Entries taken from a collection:
.....

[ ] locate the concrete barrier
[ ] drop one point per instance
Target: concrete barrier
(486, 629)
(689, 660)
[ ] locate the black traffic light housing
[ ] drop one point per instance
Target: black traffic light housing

.....

Copy, from the lines above, each one that holds "traffic".

Finished task>
[ ] locate the black traffic light housing
Target: black traffic light housing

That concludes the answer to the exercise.